EXERCISE REQUIREMENTS
Copy each of the following lines back out word for word, with nothing changed.

SUPPLIED DATA
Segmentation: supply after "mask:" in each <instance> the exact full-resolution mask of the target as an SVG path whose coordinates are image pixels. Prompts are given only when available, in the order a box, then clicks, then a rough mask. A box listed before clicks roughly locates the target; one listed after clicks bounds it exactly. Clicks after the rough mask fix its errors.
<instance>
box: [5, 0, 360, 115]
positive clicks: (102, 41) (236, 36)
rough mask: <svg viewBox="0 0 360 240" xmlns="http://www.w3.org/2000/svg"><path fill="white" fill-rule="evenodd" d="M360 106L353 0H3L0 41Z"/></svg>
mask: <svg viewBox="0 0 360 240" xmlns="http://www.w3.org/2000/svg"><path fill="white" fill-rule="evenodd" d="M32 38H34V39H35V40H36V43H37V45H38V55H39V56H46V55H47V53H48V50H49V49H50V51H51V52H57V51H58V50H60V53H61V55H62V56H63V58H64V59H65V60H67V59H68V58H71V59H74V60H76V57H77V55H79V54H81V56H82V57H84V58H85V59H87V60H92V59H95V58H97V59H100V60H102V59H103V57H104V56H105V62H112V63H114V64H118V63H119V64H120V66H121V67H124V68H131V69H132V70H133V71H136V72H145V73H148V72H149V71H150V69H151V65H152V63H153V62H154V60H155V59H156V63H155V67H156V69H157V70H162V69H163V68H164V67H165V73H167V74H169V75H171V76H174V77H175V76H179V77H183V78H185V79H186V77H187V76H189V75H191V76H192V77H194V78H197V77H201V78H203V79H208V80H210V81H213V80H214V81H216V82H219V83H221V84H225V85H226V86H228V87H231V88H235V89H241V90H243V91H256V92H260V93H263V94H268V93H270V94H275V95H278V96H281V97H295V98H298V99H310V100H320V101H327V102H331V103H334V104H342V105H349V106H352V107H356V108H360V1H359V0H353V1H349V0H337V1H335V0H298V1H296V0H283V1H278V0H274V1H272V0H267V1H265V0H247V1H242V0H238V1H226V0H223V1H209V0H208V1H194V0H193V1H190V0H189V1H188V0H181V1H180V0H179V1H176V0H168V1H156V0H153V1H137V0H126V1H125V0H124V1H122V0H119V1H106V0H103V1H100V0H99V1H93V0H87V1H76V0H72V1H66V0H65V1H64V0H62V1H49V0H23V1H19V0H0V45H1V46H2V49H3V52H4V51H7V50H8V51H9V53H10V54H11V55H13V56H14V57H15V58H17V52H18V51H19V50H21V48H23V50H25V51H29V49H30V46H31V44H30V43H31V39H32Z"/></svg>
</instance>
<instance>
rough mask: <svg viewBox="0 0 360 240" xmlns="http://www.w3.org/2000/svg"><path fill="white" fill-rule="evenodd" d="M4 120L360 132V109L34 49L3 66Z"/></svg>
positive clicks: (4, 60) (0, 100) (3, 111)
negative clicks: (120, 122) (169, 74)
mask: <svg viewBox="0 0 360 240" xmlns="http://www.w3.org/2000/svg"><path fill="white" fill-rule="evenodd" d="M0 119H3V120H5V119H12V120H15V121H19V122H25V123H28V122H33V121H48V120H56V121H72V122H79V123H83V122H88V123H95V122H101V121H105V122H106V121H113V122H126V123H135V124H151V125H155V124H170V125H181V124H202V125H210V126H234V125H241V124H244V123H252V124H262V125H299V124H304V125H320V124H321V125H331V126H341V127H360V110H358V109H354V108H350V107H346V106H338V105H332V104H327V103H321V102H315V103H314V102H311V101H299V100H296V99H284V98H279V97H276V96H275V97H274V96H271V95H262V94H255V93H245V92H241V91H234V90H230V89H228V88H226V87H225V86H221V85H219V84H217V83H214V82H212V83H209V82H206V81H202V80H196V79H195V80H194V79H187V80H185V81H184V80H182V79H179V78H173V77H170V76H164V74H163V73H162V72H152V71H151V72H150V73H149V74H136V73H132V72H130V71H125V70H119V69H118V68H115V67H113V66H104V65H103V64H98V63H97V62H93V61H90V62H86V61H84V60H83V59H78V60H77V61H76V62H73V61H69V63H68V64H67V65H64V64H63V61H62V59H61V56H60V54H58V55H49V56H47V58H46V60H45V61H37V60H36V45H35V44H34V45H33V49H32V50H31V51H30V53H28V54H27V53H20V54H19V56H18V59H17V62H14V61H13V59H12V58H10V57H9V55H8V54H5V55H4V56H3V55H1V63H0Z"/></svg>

ANSWER TO THIS PROBLEM
Segmentation: supply after "mask:" in each <instance> the exact full-resolution mask of the target as an SVG path whose coordinates are image pixels. Prompts are given only when available, in the order a box, then clicks, then a rough mask. A box listed before clicks roughly locates the target; one listed after clicks bounds it exactly. Clicks after the rough mask fix its errors.
<instance>
box: [5, 0, 360, 115]
positive clicks: (102, 41) (236, 36)
rough mask: <svg viewBox="0 0 360 240" xmlns="http://www.w3.org/2000/svg"><path fill="white" fill-rule="evenodd" d="M360 106L353 0H3L0 41Z"/></svg>
mask: <svg viewBox="0 0 360 240" xmlns="http://www.w3.org/2000/svg"><path fill="white" fill-rule="evenodd" d="M32 38H34V39H35V40H36V43H37V45H38V55H39V56H46V55H47V53H48V50H49V49H50V51H51V52H57V51H58V50H60V53H61V55H62V56H63V58H64V59H65V60H67V59H68V58H71V59H74V60H76V57H77V55H79V54H81V56H82V57H84V58H85V59H87V60H92V59H95V58H97V59H100V60H102V59H103V57H104V56H105V62H112V63H114V64H118V63H119V64H120V66H121V67H124V68H131V69H132V70H133V71H136V72H145V73H148V72H149V71H150V69H151V65H152V63H153V62H154V60H155V59H156V63H155V67H156V69H157V70H162V69H163V68H164V67H165V73H167V74H169V75H171V76H174V77H175V76H179V77H183V78H185V79H186V77H187V76H189V75H191V76H192V77H194V78H197V77H201V78H203V79H208V80H210V81H213V80H214V81H216V82H219V83H221V84H225V85H226V86H228V87H231V88H235V89H241V90H243V91H256V92H260V93H263V94H268V93H270V94H275V95H278V96H281V97H295V98H298V99H310V100H320V101H327V102H331V103H334V104H342V105H349V106H352V107H356V108H360V1H359V0H353V1H349V0H337V1H335V0H298V1H296V0H283V1H278V0H274V1H272V0H267V1H265V0H247V1H242V0H238V1H226V0H223V1H209V0H208V1H194V0H193V1H190V0H189V1H188V0H181V1H180V0H179V1H176V0H168V1H156V0H153V1H137V0H126V1H125V0H124V1H122V0H119V1H106V0H103V1H100V0H99V1H93V0H87V1H76V0H72V1H66V0H65V1H64V0H62V1H49V0H23V1H19V0H0V45H1V46H2V49H3V52H4V51H7V50H8V51H9V53H10V54H11V55H13V56H14V57H15V58H17V52H18V51H19V50H21V48H23V50H25V51H29V49H30V46H31V44H30V43H31V39H32Z"/></svg>
</instance>
<instance>
rough mask: <svg viewBox="0 0 360 240" xmlns="http://www.w3.org/2000/svg"><path fill="white" fill-rule="evenodd" d="M4 120L360 132V109L34 49L3 66Z"/></svg>
positive clicks: (4, 60) (0, 100) (3, 111)
negative clicks: (120, 122) (169, 74)
mask: <svg viewBox="0 0 360 240" xmlns="http://www.w3.org/2000/svg"><path fill="white" fill-rule="evenodd" d="M0 119H3V120H5V119H12V120H15V121H19V122H25V123H28V122H33V121H48V120H56V121H72V122H79V123H83V122H88V123H95V122H101V121H105V122H106V121H113V122H126V123H135V124H151V125H155V124H170V125H181V124H202V125H210V126H234V125H241V124H244V123H252V124H262V125H299V124H304V125H320V124H321V125H331V126H341V127H360V110H358V109H354V108H350V107H346V106H338V105H332V104H327V103H321V102H315V103H314V102H311V101H299V100H296V99H284V98H279V97H276V96H275V97H274V96H271V95H262V94H255V93H245V92H241V91H234V90H230V89H228V88H226V87H225V86H221V85H219V84H217V83H214V82H212V83H209V82H206V81H202V80H196V79H195V80H194V79H187V80H185V81H184V80H182V79H179V78H173V77H170V76H164V74H163V73H162V72H152V71H151V72H150V73H149V74H136V73H132V72H130V71H125V70H119V69H118V68H115V67H113V66H104V65H103V64H98V63H97V62H93V61H90V62H86V61H84V60H83V59H78V60H77V61H76V62H73V61H69V63H68V64H67V65H64V64H63V61H62V59H61V56H60V54H58V55H49V56H47V58H46V60H45V61H37V60H36V45H35V44H34V45H33V49H32V50H31V51H30V53H28V54H27V53H20V54H19V56H18V59H17V62H14V61H13V59H12V58H10V57H9V55H8V54H5V55H4V56H3V55H1V63H0Z"/></svg>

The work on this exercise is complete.